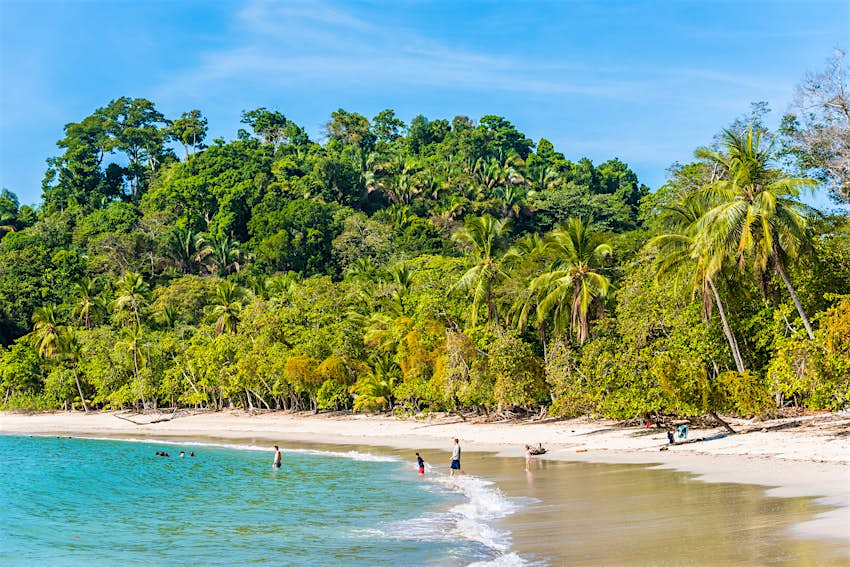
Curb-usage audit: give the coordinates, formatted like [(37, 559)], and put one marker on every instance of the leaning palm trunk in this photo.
[(80, 390), (733, 344), (777, 261)]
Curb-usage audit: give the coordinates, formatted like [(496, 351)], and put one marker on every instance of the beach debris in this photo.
[(539, 450)]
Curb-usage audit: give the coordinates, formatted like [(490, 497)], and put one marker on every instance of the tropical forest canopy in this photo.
[(440, 265)]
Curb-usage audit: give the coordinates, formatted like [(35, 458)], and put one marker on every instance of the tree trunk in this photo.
[(777, 261), (733, 344), (80, 390)]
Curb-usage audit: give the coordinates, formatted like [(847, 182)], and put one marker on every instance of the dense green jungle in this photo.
[(436, 266)]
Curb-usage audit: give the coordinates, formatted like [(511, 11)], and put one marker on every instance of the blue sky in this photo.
[(643, 81)]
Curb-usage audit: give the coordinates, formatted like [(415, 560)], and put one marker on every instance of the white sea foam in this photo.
[(506, 560), (471, 520)]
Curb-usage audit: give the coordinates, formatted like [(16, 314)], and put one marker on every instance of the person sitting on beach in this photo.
[(455, 464)]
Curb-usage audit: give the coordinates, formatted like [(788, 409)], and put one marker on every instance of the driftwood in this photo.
[(539, 450), (168, 418)]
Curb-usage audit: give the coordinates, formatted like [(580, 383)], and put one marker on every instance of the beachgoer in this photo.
[(276, 462), (455, 465)]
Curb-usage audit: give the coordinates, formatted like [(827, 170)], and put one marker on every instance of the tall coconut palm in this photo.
[(484, 237), (756, 213), (89, 303), (132, 338), (225, 256), (130, 291), (71, 351), (227, 308), (573, 280), (45, 336), (188, 249), (525, 259), (678, 253)]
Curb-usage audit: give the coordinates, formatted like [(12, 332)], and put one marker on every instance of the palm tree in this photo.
[(677, 252), (225, 256), (45, 335), (484, 238), (88, 303), (572, 281), (131, 290), (756, 212), (71, 351), (54, 342), (524, 259), (188, 249), (133, 338), (228, 307), (375, 390)]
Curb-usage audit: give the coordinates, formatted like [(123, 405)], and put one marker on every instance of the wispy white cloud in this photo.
[(283, 44)]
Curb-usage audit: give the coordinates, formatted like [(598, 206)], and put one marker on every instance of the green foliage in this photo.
[(333, 396), (436, 266)]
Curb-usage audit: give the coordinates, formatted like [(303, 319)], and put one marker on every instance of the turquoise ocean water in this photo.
[(106, 502)]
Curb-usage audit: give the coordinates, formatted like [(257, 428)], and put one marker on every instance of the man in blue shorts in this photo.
[(455, 466)]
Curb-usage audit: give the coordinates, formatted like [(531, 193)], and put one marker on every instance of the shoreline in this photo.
[(808, 458)]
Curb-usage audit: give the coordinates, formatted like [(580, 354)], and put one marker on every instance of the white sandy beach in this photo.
[(809, 457)]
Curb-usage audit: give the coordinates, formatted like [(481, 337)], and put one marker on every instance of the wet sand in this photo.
[(602, 495)]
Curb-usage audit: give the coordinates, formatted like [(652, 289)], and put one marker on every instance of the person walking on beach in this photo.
[(455, 465)]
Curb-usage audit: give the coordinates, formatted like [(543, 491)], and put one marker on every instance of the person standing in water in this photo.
[(455, 465)]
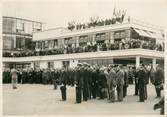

TASK DIRECTIONS: The answer is the records above, repeated exactly, with no picture in it.

TASK ANSWER:
Curb-usage audit: give the coordinates, formatted like [(37, 559)], and put one marker on every instance of the leaning palm trunk in this photo.
[(80, 390), (733, 344), (777, 261)]
Curb-usage audit: give the coordinates, formatted like [(496, 351)], and put one marker on every instance of the beach debris in this photo.
[(539, 450)]
Curb-usage audit: give the coordinates, formatted like [(490, 497)], and put one marker on every instance of the tropical forest canopy in this photo.
[(440, 265)]
Curb-usage audit: give the coordinates, formatted like [(35, 458)], and put one marker on every instance of the tree trunk in this photo.
[(777, 261), (733, 344), (80, 390)]
Curb-usage audit: give the coordinates, formatted like [(847, 182)], and put one marker on every instance of the dense green jungle in this photo.
[(436, 266)]
Curb-usage audit: give the coordinates, formatted like [(511, 11)], and put one marker on every instance of the blue sky in this photo.
[(643, 81)]
Curb-usage audit: give the coordinates, formatted like [(415, 560)], and put one marker on every instance of the white sea foam in this photo.
[(506, 560), (471, 520)]
Curb-usage audit: give the coordinates, formatted like [(16, 314)], and put one marker on every instance of the person sitting on beach in this photo.
[(455, 464)]
Curb-usage audit: give the coordinates, formatted like [(788, 409)], and put one marker on every instance of the driftwood in this photo.
[(539, 450), (168, 418)]
Curb-usage audit: give the coordinates, formatted like [(580, 383)], and put one marker on every instance of the beachgoer in this photo.
[(276, 462), (455, 465)]
Curb-usage audit: give the coordinates, formatted like [(827, 170)], and put one marker on every instance of the tall coconut palm in this photo.
[(484, 237), (756, 213), (89, 303), (132, 338), (225, 256), (130, 291), (71, 351), (227, 308), (573, 280), (45, 336), (188, 249), (525, 259), (678, 253)]
Curb-usage audit: give the coordinates, formatted like [(12, 332)], and put one marker on every instance of the palm tree in this photo.
[(677, 252), (225, 256), (45, 335), (484, 238), (88, 303), (572, 281), (131, 290), (756, 212), (71, 351), (54, 342), (524, 259), (188, 249), (133, 338), (228, 307), (375, 390)]
Curb-usage audit: give the coordinates, formatted like [(123, 405)], and put one marker on every instance of the wispy white cloud in this photo.
[(283, 44)]
Curb-usage audit: give the coordinates, formatted like [(598, 206)], and put one marker on every instance of the green foliage in this photo.
[(333, 396), (436, 266)]
Curb-usage audit: give the coordinates, formatted like [(303, 319)], and put one marker on every instance of the turquoise ocean water in this photo.
[(106, 502)]
Curb-usage audit: give the coordinates, formatted like [(257, 428)], and put one marker on every instance of the man in blue shorts in this photo.
[(455, 466)]
Curb-usage audit: give the coordinates, formatted like [(531, 193)], and put one marker on every instance of the shoreline in this photo.
[(808, 458)]
Curb-usage audit: give the coordinates, formatted like [(580, 354)], and put one marker on every instance of the white sandy beach in this photo.
[(809, 457)]
Curb-usage audit: give the coordinates, formatted like [(481, 337)], and put one marker on every instance of the wet sand in this photo.
[(602, 495)]
Curb-usage audit: give the coordinates, formatted like [(652, 289)], and put one marker on every instance of the person walking on beach in this photo.
[(455, 465)]
Curb-usage audit: give the coordinates, formatted like [(543, 491)], and put one marker on every instance of the person standing in water in this photo.
[(455, 465)]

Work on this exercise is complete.